§ **THE PROBLEM**
Retype all entries exactly as they stand, excluding pictures.

§ **EXTRACTED RECORDS**
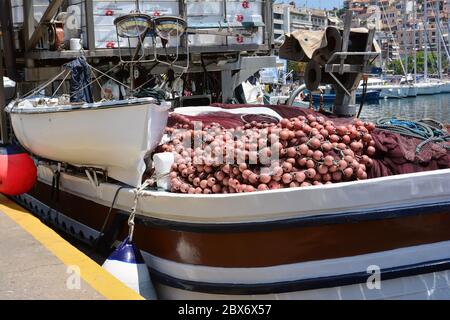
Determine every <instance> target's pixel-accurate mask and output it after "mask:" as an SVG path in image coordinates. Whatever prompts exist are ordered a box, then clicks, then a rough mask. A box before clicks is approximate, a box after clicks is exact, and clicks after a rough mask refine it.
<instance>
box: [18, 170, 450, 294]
mask: <svg viewBox="0 0 450 320" xmlns="http://www.w3.org/2000/svg"><path fill="white" fill-rule="evenodd" d="M51 176H52V173H51V170H50V169H48V168H45V167H42V166H41V167H40V168H39V177H40V182H39V183H38V185H37V186H36V188H35V189H34V190H33V191H32V192H31V193H30V195H27V196H22V197H21V198H18V200H19V201H22V202H21V203H22V204H24V201H26V203H25V205H27V206H28V208H31V209H33V208H34V211H38V212H39V211H40V210H41V211H42V212H44V213H43V218H44V220H45V219H48V217H47V218H46V212H53V213H54V212H56V211H55V210H54V209H46V208H57V210H58V211H59V212H61V213H62V214H63V215H64V216H65V217H66V218H65V219H66V220H64V219H61V218H60V220H59V221H65V224H66V227H65V228H66V230H68V229H69V225H70V224H71V223H73V224H74V225H75V227H74V229H73V230H71V233H72V234H74V235H77V234H79V232H80V231H79V230H81V229H77V228H80V227H79V225H83V226H88V227H89V229H87V230H88V231H86V229H83V230H84V233H85V234H87V233H88V232H93V233H92V234H93V238H95V235H96V234H98V233H95V232H96V231H95V230H98V229H99V228H100V226H101V225H102V224H103V222H104V219H105V217H106V215H107V212H108V210H109V206H110V205H111V201H112V198H113V197H114V194H115V191H116V190H117V187H118V186H116V185H113V184H108V183H102V184H100V186H97V187H94V186H92V184H91V183H90V182H89V181H88V180H87V179H86V178H84V177H81V176H73V175H68V174H62V176H61V186H60V191H59V192H60V194H59V201H58V202H56V200H55V198H52V191H51V187H50V181H51V180H50V179H51ZM449 178H450V170H437V171H432V172H422V173H414V174H405V175H399V176H391V177H386V178H377V179H371V180H365V181H358V182H348V183H340V184H336V185H329V186H313V187H306V188H293V189H285V190H273V191H266V192H257V193H253V194H234V195H182V194H171V193H167V192H161V191H145V192H144V194H143V195H142V198H140V200H139V203H138V216H137V218H136V222H137V228H136V232H135V241H136V244H137V245H138V247H139V248H140V249H141V250H142V251H143V256H144V259H145V261H146V263H147V265H148V266H149V268H150V271H151V274H152V280H153V281H154V283H155V285H156V290H157V294H158V296H159V298H162V299H216V298H217V299H228V298H231V299H252V298H256V299H390V298H392V299H444V298H450V283H449V282H448V281H447V280H446V279H448V270H450V254H449V252H450V250H449V249H450V231H449V230H450V198H449V197H448V194H450V192H448V191H449V190H450V179H449ZM393 190H395V192H393ZM133 194H134V193H133V190H132V189H125V190H121V191H120V194H119V196H118V197H117V202H116V205H115V208H117V209H118V210H117V211H115V215H116V216H117V217H120V216H121V213H120V211H121V210H123V211H129V208H131V205H132V203H133ZM27 197H28V198H27ZM32 199H35V200H32ZM36 199H37V200H38V201H36ZM126 216H127V214H123V218H122V220H123V223H122V225H121V227H120V228H119V229H120V230H119V232H118V234H119V236H118V240H122V238H123V237H125V236H126V234H127V228H126V223H125V221H126ZM113 220H114V219H113ZM119 220H120V219H119ZM52 221H55V219H52ZM60 224H61V223H60ZM77 225H78V227H76V226H77ZM89 230H90V231H89ZM377 281H379V282H377ZM378 285H380V287H379V288H378V287H377V286H378Z"/></svg>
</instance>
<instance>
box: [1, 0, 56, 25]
mask: <svg viewBox="0 0 450 320" xmlns="http://www.w3.org/2000/svg"><path fill="white" fill-rule="evenodd" d="M0 1H6V0H0ZM27 1H30V0H27ZM32 1H33V11H34V20H35V22H36V23H38V22H39V21H40V20H41V18H42V16H43V15H44V12H45V10H46V9H47V7H48V4H49V3H50V1H49V0H32ZM11 9H12V18H13V24H14V26H16V27H18V26H20V25H21V24H23V0H12V1H11Z"/></svg>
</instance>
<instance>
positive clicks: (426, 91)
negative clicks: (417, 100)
mask: <svg viewBox="0 0 450 320" xmlns="http://www.w3.org/2000/svg"><path fill="white" fill-rule="evenodd" d="M416 87H417V95H430V94H437V93H441V84H439V83H434V82H426V83H416Z"/></svg>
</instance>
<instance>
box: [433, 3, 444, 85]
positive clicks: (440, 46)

§ **EXERCISE SOLUTION**
Determine every <instance> target's pixel-accurate mask and output it after "mask:" as an SVG path in image coordinates. Whatever prompts exist are ordered a box, then clicks, then a rough mask. A box before clicks is approximate, a box after clicks is exact, and clicks after a rough mask refine it.
<instance>
box: [18, 170, 450, 294]
mask: <svg viewBox="0 0 450 320" xmlns="http://www.w3.org/2000/svg"><path fill="white" fill-rule="evenodd" d="M51 176H52V173H51V170H50V169H48V168H45V167H42V166H41V167H40V168H39V177H40V182H39V183H38V185H37V186H36V188H35V189H34V190H33V191H32V192H31V193H30V195H27V196H22V197H21V198H18V200H19V201H22V202H21V203H22V204H24V201H26V203H25V205H27V206H28V208H31V209H33V208H34V211H38V212H39V211H40V210H41V211H42V212H44V213H43V218H44V220H45V219H48V217H47V218H46V212H53V213H54V212H56V211H55V210H54V209H46V208H57V210H58V211H59V212H61V213H62V214H63V215H64V216H65V217H66V218H65V219H66V220H64V219H61V218H60V220H59V221H65V224H66V227H65V228H66V230H68V229H69V225H70V224H71V223H73V224H74V225H75V227H74V229H73V230H71V233H72V234H74V235H77V234H79V232H80V231H79V230H81V229H77V228H80V227H79V225H83V226H88V227H89V229H87V230H88V231H86V229H83V230H84V233H85V234H87V233H88V232H93V233H92V234H93V238H95V235H96V234H98V233H95V232H96V231H95V230H98V229H99V228H100V226H101V225H102V224H103V222H104V219H105V217H106V215H107V212H108V210H109V206H110V205H111V201H112V198H113V197H114V194H115V191H116V190H117V187H118V186H116V185H113V184H108V183H102V184H100V186H97V187H94V186H92V184H91V183H90V182H89V181H88V180H87V179H86V178H84V177H81V176H73V175H68V174H62V176H61V186H60V191H59V192H60V194H59V201H58V202H56V200H55V198H52V191H51V187H50V181H51V180H50V179H51ZM449 178H450V170H437V171H432V172H422V173H414V174H405V175H399V176H391V177H386V178H377V179H371V180H365V181H358V182H348V183H340V184H336V185H329V186H313V187H306V188H293V189H285V190H273V191H266V192H257V193H253V194H234V195H182V194H171V193H167V192H161V191H145V192H144V194H143V195H142V198H140V200H139V203H138V216H137V218H136V222H137V228H136V232H135V241H136V244H137V245H138V247H139V248H140V249H141V250H142V251H143V256H144V259H145V261H146V263H147V265H148V266H149V268H150V271H151V274H152V280H153V281H154V283H155V285H156V290H157V294H158V296H159V298H162V299H216V298H217V299H228V298H231V299H252V298H256V299H390V298H392V299H444V298H450V283H449V282H448V281H447V280H446V279H448V270H450V254H449V252H450V250H449V249H450V231H449V230H450V198H449V197H448V194H450V192H448V191H449V190H450V179H449ZM393 190H395V192H393ZM133 194H134V193H133V190H132V189H125V190H121V191H120V194H119V196H118V197H117V202H116V205H115V208H117V209H118V210H117V211H115V215H116V216H117V217H120V216H121V213H120V211H121V210H123V211H129V208H131V205H132V203H133ZM27 197H28V198H27ZM32 199H35V200H32ZM36 199H37V200H38V201H36ZM126 216H127V214H123V218H122V220H123V223H122V225H121V227H120V228H119V229H120V230H119V232H118V234H119V236H118V240H122V238H123V237H125V236H126V234H127V228H126V223H125V221H126ZM113 220H114V219H113ZM119 220H120V219H119ZM52 221H55V219H52ZM60 224H61V223H60ZM77 225H78V227H76V226H77ZM89 230H90V231H89ZM377 281H379V282H377ZM378 285H380V287H379V288H378V287H377V286H378Z"/></svg>
</instance>
<instance>
box: [1, 0, 56, 25]
mask: <svg viewBox="0 0 450 320" xmlns="http://www.w3.org/2000/svg"><path fill="white" fill-rule="evenodd" d="M0 1H6V0H0ZM27 1H30V0H27ZM32 1H33V11H34V20H35V22H36V23H38V22H39V21H40V20H41V18H42V16H43V15H44V12H45V10H46V9H47V7H48V4H49V3H50V1H49V0H32ZM11 9H12V18H13V24H14V26H16V27H18V26H20V25H21V24H23V0H12V1H11Z"/></svg>
</instance>
<instance>
positive clicks: (426, 91)
negative clicks: (417, 100)
mask: <svg viewBox="0 0 450 320" xmlns="http://www.w3.org/2000/svg"><path fill="white" fill-rule="evenodd" d="M416 87H417V95H430V94H437V93H441V84H439V83H434V82H426V83H416Z"/></svg>
</instance>
<instance>
box: [433, 3, 444, 85]
positive clicks: (440, 46)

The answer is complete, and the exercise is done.